Problem statement → Copy the records below exactly, leaving out any pictures.
-- Begin Supplied data --
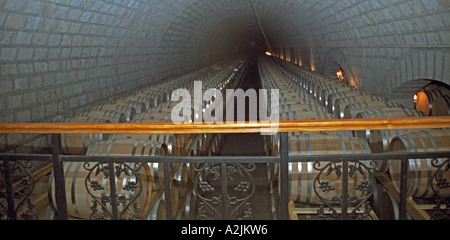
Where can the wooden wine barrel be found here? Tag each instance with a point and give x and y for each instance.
(158, 207)
(341, 103)
(302, 175)
(320, 87)
(79, 201)
(180, 180)
(379, 139)
(293, 101)
(426, 98)
(306, 107)
(384, 113)
(138, 106)
(134, 147)
(77, 144)
(128, 111)
(195, 148)
(331, 98)
(294, 115)
(420, 171)
(189, 207)
(148, 102)
(113, 117)
(441, 107)
(351, 110)
(326, 92)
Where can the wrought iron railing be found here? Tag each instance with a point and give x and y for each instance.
(110, 204)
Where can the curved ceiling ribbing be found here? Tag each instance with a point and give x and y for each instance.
(83, 51)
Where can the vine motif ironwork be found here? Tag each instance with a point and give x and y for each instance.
(216, 202)
(328, 188)
(440, 186)
(17, 197)
(97, 186)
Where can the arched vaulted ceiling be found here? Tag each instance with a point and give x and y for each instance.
(60, 55)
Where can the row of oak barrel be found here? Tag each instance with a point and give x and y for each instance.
(150, 104)
(306, 95)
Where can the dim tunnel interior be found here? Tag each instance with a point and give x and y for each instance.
(59, 58)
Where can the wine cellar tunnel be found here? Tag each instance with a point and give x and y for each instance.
(70, 61)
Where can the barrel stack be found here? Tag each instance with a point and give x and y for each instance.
(144, 105)
(346, 102)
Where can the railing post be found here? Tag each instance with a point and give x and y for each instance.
(113, 193)
(58, 170)
(403, 189)
(224, 178)
(284, 165)
(344, 215)
(167, 191)
(11, 214)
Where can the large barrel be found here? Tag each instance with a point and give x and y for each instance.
(425, 98)
(379, 139)
(75, 174)
(441, 107)
(341, 103)
(134, 147)
(351, 110)
(302, 175)
(77, 144)
(384, 113)
(420, 171)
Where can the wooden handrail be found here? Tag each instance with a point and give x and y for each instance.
(248, 127)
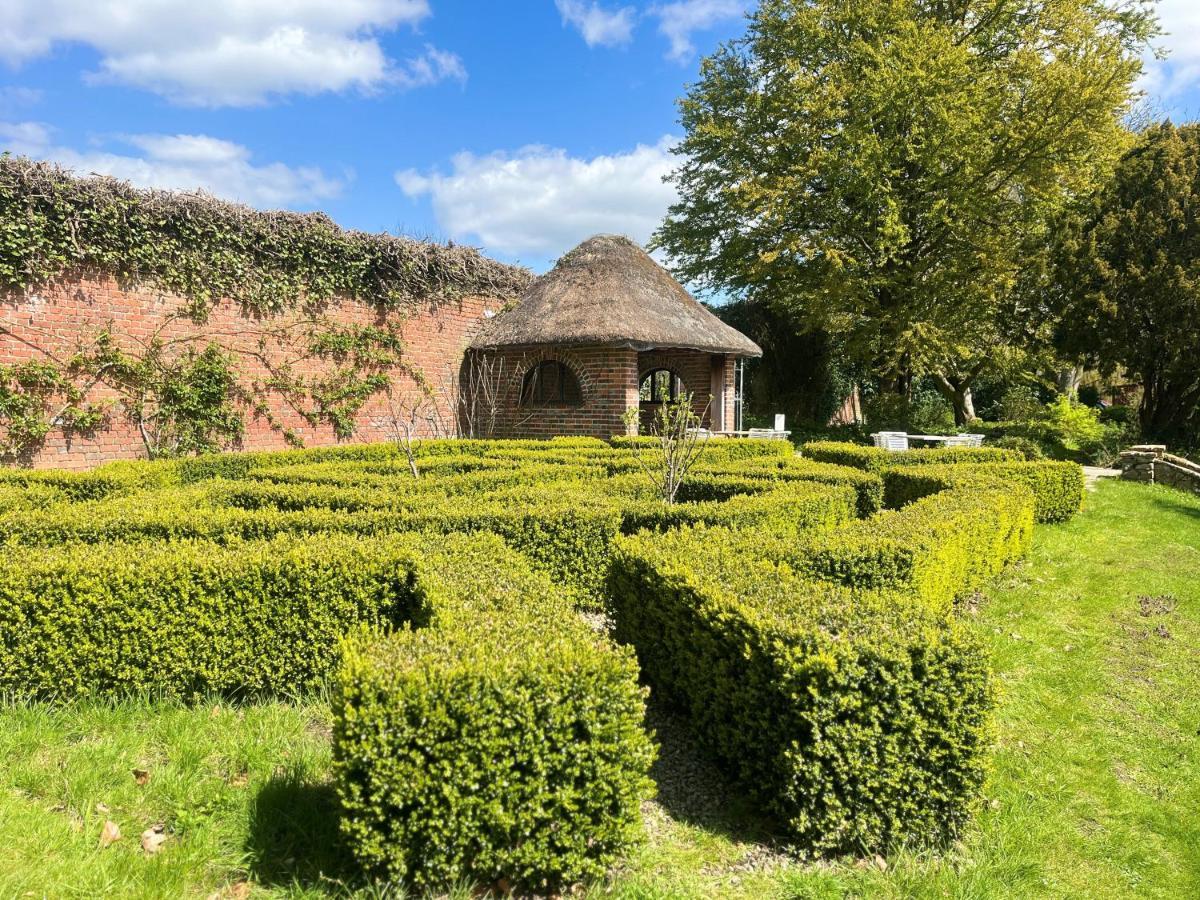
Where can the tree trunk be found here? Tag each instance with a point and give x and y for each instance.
(958, 393)
(1067, 381)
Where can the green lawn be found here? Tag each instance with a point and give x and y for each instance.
(1096, 787)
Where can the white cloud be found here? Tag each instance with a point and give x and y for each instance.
(1165, 79)
(227, 52)
(679, 19)
(540, 202)
(607, 28)
(181, 162)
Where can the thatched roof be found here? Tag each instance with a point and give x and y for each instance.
(607, 292)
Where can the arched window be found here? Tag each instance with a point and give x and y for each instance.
(551, 384)
(660, 385)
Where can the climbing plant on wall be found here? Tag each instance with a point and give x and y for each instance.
(189, 394)
(204, 249)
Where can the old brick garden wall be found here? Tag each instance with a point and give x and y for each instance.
(54, 321)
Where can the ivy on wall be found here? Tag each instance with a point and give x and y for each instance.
(203, 249)
(35, 397)
(186, 395)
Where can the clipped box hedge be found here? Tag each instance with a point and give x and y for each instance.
(192, 617)
(873, 459)
(717, 449)
(495, 748)
(937, 549)
(859, 720)
(868, 486)
(1057, 486)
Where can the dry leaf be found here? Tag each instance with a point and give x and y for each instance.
(238, 891)
(153, 839)
(109, 833)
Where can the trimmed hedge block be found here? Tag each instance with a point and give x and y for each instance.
(859, 720)
(1057, 486)
(939, 549)
(873, 459)
(503, 749)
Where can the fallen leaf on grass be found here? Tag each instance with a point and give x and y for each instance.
(238, 891)
(109, 833)
(153, 839)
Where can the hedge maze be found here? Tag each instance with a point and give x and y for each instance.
(799, 610)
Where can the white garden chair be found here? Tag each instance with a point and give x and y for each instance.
(894, 441)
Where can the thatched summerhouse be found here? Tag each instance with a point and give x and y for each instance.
(606, 330)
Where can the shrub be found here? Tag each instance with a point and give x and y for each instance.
(937, 549)
(873, 459)
(193, 617)
(868, 486)
(1030, 449)
(1057, 486)
(787, 507)
(719, 449)
(495, 749)
(859, 720)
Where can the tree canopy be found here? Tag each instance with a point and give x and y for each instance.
(888, 169)
(1132, 280)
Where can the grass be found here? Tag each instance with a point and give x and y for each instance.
(1095, 787)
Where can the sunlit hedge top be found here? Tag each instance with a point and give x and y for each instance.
(204, 249)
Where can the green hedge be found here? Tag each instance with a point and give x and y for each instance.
(867, 485)
(565, 529)
(193, 617)
(861, 721)
(939, 549)
(718, 449)
(504, 747)
(1057, 486)
(786, 508)
(873, 459)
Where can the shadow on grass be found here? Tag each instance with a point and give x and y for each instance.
(294, 839)
(695, 791)
(1177, 502)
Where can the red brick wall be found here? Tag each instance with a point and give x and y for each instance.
(52, 322)
(607, 379)
(695, 370)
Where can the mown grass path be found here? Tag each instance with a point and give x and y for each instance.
(1096, 789)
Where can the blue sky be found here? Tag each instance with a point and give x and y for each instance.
(520, 126)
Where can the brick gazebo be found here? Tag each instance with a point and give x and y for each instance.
(606, 330)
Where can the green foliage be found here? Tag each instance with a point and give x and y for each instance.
(1026, 447)
(1057, 486)
(1063, 430)
(1132, 274)
(507, 748)
(874, 459)
(937, 549)
(891, 172)
(801, 373)
(859, 720)
(204, 250)
(192, 617)
(922, 412)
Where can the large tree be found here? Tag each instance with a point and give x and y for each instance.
(887, 169)
(1132, 280)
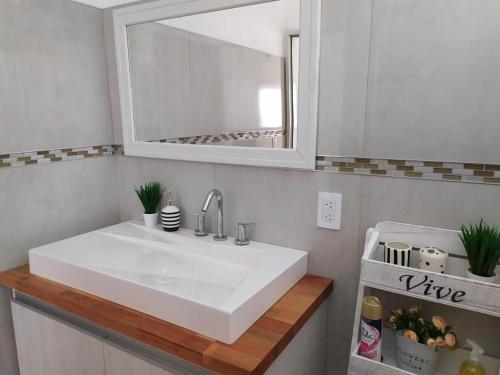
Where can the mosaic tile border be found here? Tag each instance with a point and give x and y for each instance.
(426, 170)
(214, 138)
(22, 159)
(414, 169)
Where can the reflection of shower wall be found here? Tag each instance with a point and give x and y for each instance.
(185, 84)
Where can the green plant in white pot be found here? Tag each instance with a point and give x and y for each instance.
(482, 244)
(150, 195)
-- End Supplied data --
Task answer →
Where can the wooden wine barrel be found here? Tag each instance with a point and give x and y for each instance.
(158, 207)
(341, 103)
(302, 175)
(320, 87)
(79, 201)
(180, 180)
(379, 139)
(293, 101)
(426, 98)
(306, 107)
(384, 113)
(138, 106)
(134, 147)
(77, 144)
(128, 111)
(195, 148)
(331, 98)
(294, 115)
(420, 171)
(189, 207)
(148, 102)
(113, 117)
(441, 107)
(351, 110)
(326, 92)
Where can the wrought iron railing be found here? Tag each instance with a point and give x and y for each instance.
(110, 204)
Where can the curved ceiling ribbing be found here? Tag each instance with a point and give x and y for each instance.
(83, 51)
Where can the vine motif ironwork be found here? Tag each instance with a point and give x and y for each instance.
(216, 202)
(328, 188)
(440, 186)
(17, 197)
(97, 186)
Where can the arched vaulted ceiling be found here? Tag each instance with a point and give x and y for each instance.
(60, 55)
Where can the row of oak barrel be found here? Tag each instance with a point and give x and y for each instance.
(150, 104)
(306, 95)
Where can the dim tunnel interior be found here? Tag each instance with a point and give x and y for each instance.
(59, 58)
Where can the wine cellar tunnel be found here? Tag each instance with a point and give x and y for each instance.
(70, 61)
Where can the barrel stack be found here? Tag each instance with a point and give x and y for each instance.
(144, 105)
(346, 102)
Where can the railing post be found here? Tag each instance with a point and give x and y for each instance.
(113, 193)
(58, 170)
(403, 189)
(224, 178)
(284, 165)
(344, 215)
(167, 191)
(11, 214)
Where can the large barrel be found here? Tag each instance with a point and give x and y for each instance.
(425, 98)
(379, 139)
(75, 174)
(441, 107)
(341, 103)
(134, 147)
(351, 110)
(302, 175)
(77, 144)
(384, 113)
(420, 171)
Where can the wooden handrail be found here? Tag each instance with a point and give x and y for each instance.
(248, 127)
Where can the tree trunk be found here? Tag each instance with a point and give x and y for each instance.
(958, 393)
(1067, 381)
Where can the green lawn be found here? Tag each instance with a point and give x and y for each instance.
(1096, 787)
Where can the white cloud be found here? Tag each instance with a point and give x and y for each instance.
(1165, 79)
(227, 52)
(679, 19)
(540, 202)
(607, 28)
(181, 162)
Where can the thatched roof be found here? Tag each instance with a point and give x and y for each instance.
(607, 292)
Where can the arched window be found here? Tag each instance with a point and give x and y for each instance.
(551, 384)
(660, 385)
Where can the climbing plant on wall be found here? Tag each instance with a point and give x and y for each instance.
(189, 394)
(204, 249)
Where can the old brick garden wall be found here? Tag each instance with a point and give x and y for each instance.
(54, 321)
Where can the ivy on wall be found here? Tag each instance with a point and give x and y for each instance.
(203, 249)
(35, 397)
(186, 395)
Where can the clipped box hedge be found here? Tag each instance with a point and give x and y for each instance.
(192, 617)
(873, 459)
(717, 449)
(495, 748)
(937, 549)
(859, 720)
(868, 486)
(1057, 486)
Where can the dry leaf be found here? Tag each instance with a point and give x and y for each instance.
(238, 891)
(153, 839)
(109, 833)
Where can the trimmed hedge block be found here? Tag each instance with a point and give x and y for each instance.
(859, 720)
(1057, 486)
(939, 549)
(873, 459)
(503, 749)
Where can the fallen leaf on grass be found here? Tag each instance with a point and give x and y for each instance.
(238, 891)
(109, 833)
(153, 839)
Where can the hedge maze be found here? Tag each instance with a point and give x and y for each instance.
(799, 610)
Where can the white garden chair be found here? Tag each instance with a point and give x and y for each instance.
(894, 441)
Where can the thatched summerhouse be found here? Tag each instance with a point and give x and y for each instance.
(606, 330)
Where can the shrub be found here? Tag each instance with a point and give x and y for each instance.
(937, 549)
(873, 459)
(193, 617)
(868, 486)
(1030, 449)
(1057, 486)
(787, 507)
(719, 449)
(495, 749)
(859, 720)
Where can the tree canopy be found here? Tag each instance with a point and give x and y for each instance.
(888, 169)
(1132, 280)
Where can the grass be found here? Tag each instance with a point and give x and y for each instance.
(1095, 787)
Where can the sunlit hedge top be found here? Tag each instance with a point and give x and y for each instance.
(204, 249)
Where can the green hedge be found here? Tag each instance with a point and give x and y for each instance.
(867, 485)
(565, 529)
(193, 617)
(861, 721)
(939, 549)
(718, 449)
(504, 747)
(1057, 486)
(786, 508)
(873, 459)
Where can the shadow on grass be found here? Tag each instance with a point and give x and y for each instance.
(294, 839)
(695, 791)
(1177, 502)
Where can the red brick wall be found here? Tag each instance with a point and give x and y for each instance.
(52, 322)
(607, 379)
(695, 370)
Where can the mown grass path be found here? Tag each instance with a point and give x and y for each instance.
(1096, 789)
Where can the blue sky be found here? Tag each instance with a point and give x and y for each instance.
(520, 126)
Where can the brick gazebo be found here? Tag each instance with a point and give x and y for each instance.
(606, 330)
Where can the green foliage be found here? Tag each instance with a point and give x and y for each instance.
(1026, 447)
(1057, 486)
(1063, 430)
(1132, 274)
(507, 748)
(874, 459)
(937, 549)
(891, 172)
(801, 373)
(859, 720)
(204, 250)
(192, 617)
(922, 412)
Where can the large tree be found here? Tag each instance with a point and give x and y for each instance.
(887, 169)
(1132, 280)
Where can the mosaic tile border be found here? Tag each instance with a point and give x and y for each instance.
(426, 170)
(214, 138)
(22, 159)
(414, 169)
Where can the reflection of shower wall be found here? Tag each instance with a point and give x and y for each instance.
(185, 84)
Where can the green plant in white pot be found here? Tag each instance with a point and give x and y for each instance.
(482, 244)
(150, 195)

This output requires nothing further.